YOUR GOAL
Lines from the one containing "Retail loss-prevention cam — highlight the steep" through the final line of the entries below: reproduce them exactly, all of them and only them.

SUPPLIED MATERIAL
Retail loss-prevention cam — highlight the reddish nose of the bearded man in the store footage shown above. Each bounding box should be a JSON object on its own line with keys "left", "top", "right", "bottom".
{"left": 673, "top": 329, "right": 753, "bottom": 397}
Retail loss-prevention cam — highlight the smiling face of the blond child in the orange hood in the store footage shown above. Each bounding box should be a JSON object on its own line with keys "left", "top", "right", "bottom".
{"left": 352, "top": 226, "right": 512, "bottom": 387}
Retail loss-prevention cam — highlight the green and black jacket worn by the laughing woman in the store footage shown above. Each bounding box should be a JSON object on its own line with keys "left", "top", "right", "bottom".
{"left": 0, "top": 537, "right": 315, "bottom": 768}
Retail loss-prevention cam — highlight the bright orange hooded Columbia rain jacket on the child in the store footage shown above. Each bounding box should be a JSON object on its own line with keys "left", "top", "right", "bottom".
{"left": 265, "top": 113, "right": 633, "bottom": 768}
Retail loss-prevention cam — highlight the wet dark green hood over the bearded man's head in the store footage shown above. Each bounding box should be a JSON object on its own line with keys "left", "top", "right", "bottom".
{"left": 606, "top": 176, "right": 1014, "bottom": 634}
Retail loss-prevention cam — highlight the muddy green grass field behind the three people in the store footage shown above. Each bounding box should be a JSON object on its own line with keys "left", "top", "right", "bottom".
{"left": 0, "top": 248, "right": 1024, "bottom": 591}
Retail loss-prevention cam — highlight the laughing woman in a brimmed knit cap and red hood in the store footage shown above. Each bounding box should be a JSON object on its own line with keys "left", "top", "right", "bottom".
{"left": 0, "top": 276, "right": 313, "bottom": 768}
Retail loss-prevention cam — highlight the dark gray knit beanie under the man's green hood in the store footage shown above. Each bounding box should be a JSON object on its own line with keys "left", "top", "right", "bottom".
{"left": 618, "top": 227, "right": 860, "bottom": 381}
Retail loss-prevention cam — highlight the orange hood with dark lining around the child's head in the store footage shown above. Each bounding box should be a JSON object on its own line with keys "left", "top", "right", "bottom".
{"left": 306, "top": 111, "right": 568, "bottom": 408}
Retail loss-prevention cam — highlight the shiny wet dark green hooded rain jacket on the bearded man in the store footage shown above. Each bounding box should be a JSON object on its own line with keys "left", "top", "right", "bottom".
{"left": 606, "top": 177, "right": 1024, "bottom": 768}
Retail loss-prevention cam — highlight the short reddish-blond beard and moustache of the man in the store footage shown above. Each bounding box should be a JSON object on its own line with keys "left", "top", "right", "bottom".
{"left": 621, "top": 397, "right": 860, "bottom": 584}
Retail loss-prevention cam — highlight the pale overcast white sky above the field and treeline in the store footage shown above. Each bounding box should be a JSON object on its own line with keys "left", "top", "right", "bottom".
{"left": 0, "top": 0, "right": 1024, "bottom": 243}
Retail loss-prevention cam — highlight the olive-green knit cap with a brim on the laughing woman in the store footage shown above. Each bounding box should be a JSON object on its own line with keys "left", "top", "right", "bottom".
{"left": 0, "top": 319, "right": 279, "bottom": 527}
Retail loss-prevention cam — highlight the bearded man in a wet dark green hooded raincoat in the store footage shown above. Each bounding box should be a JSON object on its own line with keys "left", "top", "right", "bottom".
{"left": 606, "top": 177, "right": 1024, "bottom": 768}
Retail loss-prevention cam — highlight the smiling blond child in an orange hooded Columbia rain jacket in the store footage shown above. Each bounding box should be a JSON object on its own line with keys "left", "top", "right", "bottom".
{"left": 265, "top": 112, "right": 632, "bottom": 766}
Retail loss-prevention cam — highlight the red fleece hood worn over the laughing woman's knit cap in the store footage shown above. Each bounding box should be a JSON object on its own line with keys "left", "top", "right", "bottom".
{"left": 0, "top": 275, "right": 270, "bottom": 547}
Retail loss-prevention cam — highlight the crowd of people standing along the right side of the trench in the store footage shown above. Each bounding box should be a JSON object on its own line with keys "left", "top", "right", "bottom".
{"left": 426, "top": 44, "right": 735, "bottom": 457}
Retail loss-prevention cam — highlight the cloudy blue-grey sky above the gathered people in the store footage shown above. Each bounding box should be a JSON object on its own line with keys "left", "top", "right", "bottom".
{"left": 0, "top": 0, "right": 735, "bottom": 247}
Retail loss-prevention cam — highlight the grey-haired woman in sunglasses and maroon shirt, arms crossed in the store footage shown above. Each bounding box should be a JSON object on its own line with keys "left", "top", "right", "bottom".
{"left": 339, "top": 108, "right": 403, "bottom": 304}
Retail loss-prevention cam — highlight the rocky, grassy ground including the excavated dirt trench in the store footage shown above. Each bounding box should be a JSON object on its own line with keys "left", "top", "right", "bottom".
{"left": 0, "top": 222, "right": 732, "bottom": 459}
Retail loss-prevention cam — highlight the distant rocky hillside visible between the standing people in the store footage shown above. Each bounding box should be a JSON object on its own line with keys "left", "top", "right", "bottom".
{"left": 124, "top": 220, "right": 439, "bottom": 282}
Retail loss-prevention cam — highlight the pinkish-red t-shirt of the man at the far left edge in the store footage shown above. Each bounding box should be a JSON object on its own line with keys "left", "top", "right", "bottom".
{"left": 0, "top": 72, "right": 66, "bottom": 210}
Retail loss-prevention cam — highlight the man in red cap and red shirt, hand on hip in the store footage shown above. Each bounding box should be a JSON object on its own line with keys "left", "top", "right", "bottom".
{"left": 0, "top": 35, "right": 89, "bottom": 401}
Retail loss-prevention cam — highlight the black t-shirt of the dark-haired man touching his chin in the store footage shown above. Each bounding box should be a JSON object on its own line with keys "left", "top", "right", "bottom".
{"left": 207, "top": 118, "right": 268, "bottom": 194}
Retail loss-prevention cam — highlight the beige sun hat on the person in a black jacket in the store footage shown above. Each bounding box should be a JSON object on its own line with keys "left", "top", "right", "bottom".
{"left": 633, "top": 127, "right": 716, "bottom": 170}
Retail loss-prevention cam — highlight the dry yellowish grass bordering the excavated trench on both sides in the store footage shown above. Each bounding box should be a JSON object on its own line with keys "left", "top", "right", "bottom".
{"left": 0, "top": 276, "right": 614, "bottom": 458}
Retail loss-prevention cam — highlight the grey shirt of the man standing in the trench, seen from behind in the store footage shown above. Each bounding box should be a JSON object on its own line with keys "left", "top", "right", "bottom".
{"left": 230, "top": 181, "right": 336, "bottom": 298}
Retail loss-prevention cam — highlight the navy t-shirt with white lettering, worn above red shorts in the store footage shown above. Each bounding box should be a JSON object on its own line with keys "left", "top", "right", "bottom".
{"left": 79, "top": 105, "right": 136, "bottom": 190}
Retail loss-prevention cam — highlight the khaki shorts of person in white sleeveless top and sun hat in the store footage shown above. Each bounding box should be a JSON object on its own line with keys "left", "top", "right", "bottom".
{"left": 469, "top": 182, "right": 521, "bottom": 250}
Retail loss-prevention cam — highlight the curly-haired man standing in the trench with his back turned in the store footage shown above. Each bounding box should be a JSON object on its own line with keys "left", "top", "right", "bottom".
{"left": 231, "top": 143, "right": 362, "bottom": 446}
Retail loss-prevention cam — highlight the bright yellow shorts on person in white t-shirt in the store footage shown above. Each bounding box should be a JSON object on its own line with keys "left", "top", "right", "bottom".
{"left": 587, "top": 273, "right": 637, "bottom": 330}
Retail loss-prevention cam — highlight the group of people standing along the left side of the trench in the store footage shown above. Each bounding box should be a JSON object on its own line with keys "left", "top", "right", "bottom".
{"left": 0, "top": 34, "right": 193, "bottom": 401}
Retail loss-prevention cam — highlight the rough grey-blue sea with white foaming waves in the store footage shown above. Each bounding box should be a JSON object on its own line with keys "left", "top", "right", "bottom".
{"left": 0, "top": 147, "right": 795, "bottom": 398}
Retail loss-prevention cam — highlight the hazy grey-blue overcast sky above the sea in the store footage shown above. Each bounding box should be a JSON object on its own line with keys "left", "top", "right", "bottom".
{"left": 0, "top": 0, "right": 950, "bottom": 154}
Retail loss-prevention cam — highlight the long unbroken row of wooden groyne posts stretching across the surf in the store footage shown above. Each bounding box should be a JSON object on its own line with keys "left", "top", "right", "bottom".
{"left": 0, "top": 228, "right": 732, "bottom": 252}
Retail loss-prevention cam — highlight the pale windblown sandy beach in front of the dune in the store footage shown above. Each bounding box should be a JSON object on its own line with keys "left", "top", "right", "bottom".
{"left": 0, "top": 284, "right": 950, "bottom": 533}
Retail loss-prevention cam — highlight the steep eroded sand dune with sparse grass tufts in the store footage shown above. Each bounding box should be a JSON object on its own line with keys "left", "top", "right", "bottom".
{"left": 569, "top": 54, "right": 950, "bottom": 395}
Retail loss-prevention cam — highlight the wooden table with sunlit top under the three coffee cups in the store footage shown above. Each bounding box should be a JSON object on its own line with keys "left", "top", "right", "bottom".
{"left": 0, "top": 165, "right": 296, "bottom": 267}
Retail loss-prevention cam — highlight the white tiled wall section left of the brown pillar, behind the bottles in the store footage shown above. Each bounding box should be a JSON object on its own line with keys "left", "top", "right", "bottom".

RESPONSE TO THE EXERCISE
Retail loss-prevention cam — highlight the steep eroded sand dune with sparse grass tufts in the store footage shown above. Each bounding box should be a JSON object on its own line with keys "left", "top", "right", "bottom".
{"left": 569, "top": 54, "right": 950, "bottom": 395}
Retail loss-prevention cam — highlight the wooden table with sunlit top under the three coffee cups in the store footage shown above. Each bounding box should be a JSON object on its own line with keys "left", "top", "right", "bottom".
{"left": 0, "top": 165, "right": 296, "bottom": 267}
Retail loss-prevention cam — highlight the white tiled wall section left of the brown pillar, behind the bottles in the store footage shown above. Each bounding box should be a JSON object on its own line with keys "left", "top", "right", "bottom".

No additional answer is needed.